_Work to do_
Copy out all the lines below, putting "very helpful" wherever "most helpful" occurs and changing nothing else.

↓

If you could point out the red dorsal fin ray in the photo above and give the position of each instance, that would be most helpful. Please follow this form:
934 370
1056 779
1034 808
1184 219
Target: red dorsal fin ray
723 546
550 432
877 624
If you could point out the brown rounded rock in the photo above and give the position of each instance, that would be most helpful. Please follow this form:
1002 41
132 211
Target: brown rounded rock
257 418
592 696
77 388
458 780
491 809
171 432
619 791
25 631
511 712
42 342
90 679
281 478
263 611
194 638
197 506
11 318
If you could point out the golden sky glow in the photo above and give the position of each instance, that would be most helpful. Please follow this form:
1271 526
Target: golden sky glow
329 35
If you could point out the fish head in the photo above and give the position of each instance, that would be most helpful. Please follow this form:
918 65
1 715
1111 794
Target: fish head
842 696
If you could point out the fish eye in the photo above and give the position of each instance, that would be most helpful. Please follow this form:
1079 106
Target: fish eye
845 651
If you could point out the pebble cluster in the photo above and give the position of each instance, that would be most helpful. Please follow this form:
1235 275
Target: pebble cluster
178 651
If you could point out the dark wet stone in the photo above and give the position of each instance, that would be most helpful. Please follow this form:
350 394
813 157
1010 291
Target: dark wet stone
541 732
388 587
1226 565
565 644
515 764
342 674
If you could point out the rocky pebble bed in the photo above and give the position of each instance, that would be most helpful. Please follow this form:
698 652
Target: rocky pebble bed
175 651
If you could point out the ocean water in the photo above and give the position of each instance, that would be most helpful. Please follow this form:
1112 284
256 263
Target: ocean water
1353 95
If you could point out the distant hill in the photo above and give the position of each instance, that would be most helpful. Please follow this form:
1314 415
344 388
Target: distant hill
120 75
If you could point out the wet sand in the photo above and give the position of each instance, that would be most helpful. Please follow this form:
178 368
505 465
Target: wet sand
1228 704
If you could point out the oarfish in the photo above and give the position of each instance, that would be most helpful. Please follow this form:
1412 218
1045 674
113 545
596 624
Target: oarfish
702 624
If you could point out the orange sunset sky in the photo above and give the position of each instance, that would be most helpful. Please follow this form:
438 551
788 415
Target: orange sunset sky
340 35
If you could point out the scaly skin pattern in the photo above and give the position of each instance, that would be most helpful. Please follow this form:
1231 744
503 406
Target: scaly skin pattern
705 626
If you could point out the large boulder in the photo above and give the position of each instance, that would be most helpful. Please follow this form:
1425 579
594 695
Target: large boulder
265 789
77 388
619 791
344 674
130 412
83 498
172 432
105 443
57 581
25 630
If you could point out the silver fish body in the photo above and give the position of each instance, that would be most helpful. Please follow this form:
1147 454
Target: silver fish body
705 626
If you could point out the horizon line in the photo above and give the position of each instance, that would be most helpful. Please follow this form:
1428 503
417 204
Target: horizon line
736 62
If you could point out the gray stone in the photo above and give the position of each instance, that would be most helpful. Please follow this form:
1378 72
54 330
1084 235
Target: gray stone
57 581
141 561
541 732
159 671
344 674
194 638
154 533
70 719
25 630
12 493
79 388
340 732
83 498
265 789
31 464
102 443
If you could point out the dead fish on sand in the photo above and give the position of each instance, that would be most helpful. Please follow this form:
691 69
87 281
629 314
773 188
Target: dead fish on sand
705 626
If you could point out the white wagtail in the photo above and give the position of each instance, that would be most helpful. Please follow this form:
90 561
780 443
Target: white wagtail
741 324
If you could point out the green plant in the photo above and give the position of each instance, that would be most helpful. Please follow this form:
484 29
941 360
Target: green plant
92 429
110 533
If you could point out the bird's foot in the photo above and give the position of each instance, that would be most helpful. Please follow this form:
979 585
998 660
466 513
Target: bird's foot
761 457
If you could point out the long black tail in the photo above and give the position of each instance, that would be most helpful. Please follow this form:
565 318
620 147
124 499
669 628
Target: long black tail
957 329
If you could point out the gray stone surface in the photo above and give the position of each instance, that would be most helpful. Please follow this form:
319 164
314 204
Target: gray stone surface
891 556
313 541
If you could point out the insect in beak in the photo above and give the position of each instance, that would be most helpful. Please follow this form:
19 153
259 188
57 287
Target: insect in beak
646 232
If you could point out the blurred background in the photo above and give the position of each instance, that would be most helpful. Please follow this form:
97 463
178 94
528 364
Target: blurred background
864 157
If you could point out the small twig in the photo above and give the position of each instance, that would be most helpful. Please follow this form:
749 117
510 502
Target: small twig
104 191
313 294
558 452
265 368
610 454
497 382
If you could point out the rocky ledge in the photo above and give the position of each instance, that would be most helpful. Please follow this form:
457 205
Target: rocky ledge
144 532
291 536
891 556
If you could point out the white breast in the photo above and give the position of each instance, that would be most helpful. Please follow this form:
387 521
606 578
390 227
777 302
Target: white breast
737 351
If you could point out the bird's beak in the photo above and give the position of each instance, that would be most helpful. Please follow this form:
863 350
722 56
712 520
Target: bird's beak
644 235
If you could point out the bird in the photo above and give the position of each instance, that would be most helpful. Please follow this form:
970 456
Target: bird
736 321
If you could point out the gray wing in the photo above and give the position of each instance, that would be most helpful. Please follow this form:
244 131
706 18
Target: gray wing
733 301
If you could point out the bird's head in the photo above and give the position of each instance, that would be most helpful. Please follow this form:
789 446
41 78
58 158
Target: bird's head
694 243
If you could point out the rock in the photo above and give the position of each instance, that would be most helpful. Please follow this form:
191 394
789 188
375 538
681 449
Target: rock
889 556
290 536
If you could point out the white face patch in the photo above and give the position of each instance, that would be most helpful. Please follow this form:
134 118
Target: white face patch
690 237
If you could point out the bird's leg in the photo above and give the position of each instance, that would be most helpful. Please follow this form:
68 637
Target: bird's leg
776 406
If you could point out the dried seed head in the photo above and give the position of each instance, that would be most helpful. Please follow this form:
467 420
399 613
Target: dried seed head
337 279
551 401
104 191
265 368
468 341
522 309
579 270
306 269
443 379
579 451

↑

_In response_
If you could point out the red dorsal fin ray in the photo above and give the position of each instance, that would be very helpful. Please follow this form:
934 370
1056 779
1034 808
1184 219
Target: red dorsal fin ray
723 546
550 432
877 624
If you could point out the brown rounded rock in the photo above and give the position of each instance, that would be very helpful. Please follow this form:
1002 41
132 211
Target: brown rounded rock
257 418
592 696
77 388
458 780
491 809
171 432
619 791
25 631
511 712
42 342
90 679
281 478
263 611
194 638
197 506
11 318
If you could point out the golden sky glow in the photo above and give the position of each instance, that would be very helpful. Please follow this form:
1271 526
Target: golden sky glow
329 35
If you could point out the fish head in the photo above and give the position of each instance, that would be very helpful. Please follow this form:
918 65
1 715
1111 794
Target: fish head
842 696
If you could point out the fish eye in the photo above and give the position of each instance, that would be very helpful. Please follow this form:
1079 106
Target: fish eye
845 651
If you could point out the pebble cluster in the photo above and give the position of each instance, that would be very helpful. Please follow this form:
1235 275
Target: pebble cluster
178 651
If you could point out the dark wet stone in the photo above and give the position of each instance, that would be very helpful. Please follow this form:
350 394
813 157
1010 291
Target: dark wet stone
541 732
388 587
1226 565
565 644
515 764
342 674
If you could point out the rocky pebble bed in the photo above and give the position of each instance, that would be very helpful. Please follow this form:
698 652
Target: rocky pebble bed
175 651
If you could point out the ocean water in the photo above and give the position of each instance, that would be very helpful. Please follow this form:
1112 284
256 263
Target: ocean water
1353 95
If you could point out the distant hill in the photo above and give the position of each instance, that would be very helpful. Please follow this form:
1314 415
344 388
Target: distant hill
120 75
If you could point out the wet sand in the photo above and give the position of each instance, that would be very helpful. Please follow this form:
178 368
505 465
Target: wet sand
1228 704
If you could point out the oarfish in the photo above and give the position of each instance, that would be very helpful. Please follow this form:
1412 218
1045 674
113 545
596 624
Target: oarfish
702 624
If you could point out the orange sunset sky in the photo above and give the position of each instance, that would be very helpful. Please follow this form:
438 551
788 415
Target: orange sunset sky
340 35
If you could point out the scaly skin pattern in the photo above and give the position of each instance, that would be very helpful. Please follow this form:
1231 744
503 406
Target: scaly skin pattern
705 626
If you could point out the large boulder in the photo above and give the position of each instance, that would be very helpful. Please follow this form:
1425 579
594 695
Target: large boulder
265 789
77 388
619 791
344 674
130 412
83 498
172 432
105 443
57 581
25 630
If you could point out the silver fish body in the photo above and give the position of each instance, that would be very helpful. Please follow this form:
1147 454
Target: silver fish body
705 626
If you could point out the horizon line in the photo above and give the position of each instance, that would be very helpful. Please follow this form:
1428 503
417 204
Target: horizon line
736 62
If you could point out the gray stone in the photo above and give the position of each instance, that would be very helpful. Please follow this form:
1378 72
54 330
1084 235
Target: gray stone
57 581
141 561
541 732
159 671
344 674
194 638
154 533
70 719
25 630
12 493
79 388
340 732
83 498
265 789
31 464
102 443
If you could point out the dead fish on sand in the photo above and give the position of each instance, that would be very helpful. Please follow this form:
691 69
87 281
629 314
773 188
Target: dead fish on sand
705 626
If you could point out the white wagtail in the photo above and give the position of each instance, that would be very helpful. Please follow this form:
90 561
780 443
Target: white wagtail
741 324
If you could point out the green plant in the photo above and give the position of each instance, that would be very helpful. Please follow this form:
484 29
941 360
Target: green plant
92 429
110 533
If you could point out the bird's foot in the photo above and give the position of each instance, that would be very helpful. Please follow this form:
979 585
998 660
466 513
Target: bird's foot
761 457
If you could point out the long black tail in the photo above and give the position of each instance, that would be very helpful. Please follow this form:
565 318
620 147
124 499
669 628
Target: long black tail
957 329
If you could point out the gray stone surface in the photo above and give the position of each instance, that would be very helpful. Please follow this form:
319 164
314 204
Target: gray stone surface
891 556
313 541
If you could point out the insect in beak in the photo above and give the position of each instance, that would be very helpful. Please follow this form:
19 153
259 188
57 287
Target: insect in beak
646 232
If you could point out the blurred background in the photo above and give the position of each instance, that would be very helpful. Please follow this form:
97 463
178 94
528 364
Target: blurred background
864 157
If you could point out the small twig in the photo above and give the position of each instance, that would be very helpful. Please follow this form:
749 117
510 502
Target: small twig
104 191
313 294
558 452
265 368
610 454
497 382
If you could point out the rocky ledge in the photo above and give the position of each instance, that would be very helpful. Please follow this form:
457 205
Target: rocky ledge
144 532
291 536
891 556
If you could point out the white breast in the photo above and give the position of each instance, that would be very helpful. Please follow this form:
387 521
606 578
390 227
777 302
Target: white breast
737 351
If you could point out the bird's beak in the photo above and give the position of each instance, that would be very helpful. Please follow this form:
863 350
722 56
712 520
Target: bird's beak
644 235
If you could point out the bird in the photo above and give the position of each instance, that would be very helpful. Please follow this form:
970 456
Target: bird
736 321
If you could point out the gray wing in the photo above and give the position of each instance, that would be very helpful. Please follow this form:
244 131
706 18
Target: gray wing
733 301
If you could point out the bird's head in the photo above and give the position of each instance, that would be very helpful. Please follow this form:
789 446
41 78
58 158
Target: bird's head
694 243
If you could point out the rock in the photo above and give the position of each instance, that would be very helpful. Please follow this form:
191 394
789 188
375 538
681 449
Target: rock
889 556
290 536
If you could point out the white face patch in the photo above and give the position of each instance, that would be very helpful. Please follow this form:
134 118
Target: white face patch
690 237
If you could point out the bird's leg in the photo above and give the position of each instance, that would be very helpful. Please follow this form:
68 637
Target: bird's leg
776 406
If you could point out the dried seed head in the photo above and give the position of each instance, that would be very helpful. Please follow this form:
467 420
399 613
Target: dried seed head
337 279
551 401
104 191
265 368
468 341
522 309
579 270
306 269
443 379
579 451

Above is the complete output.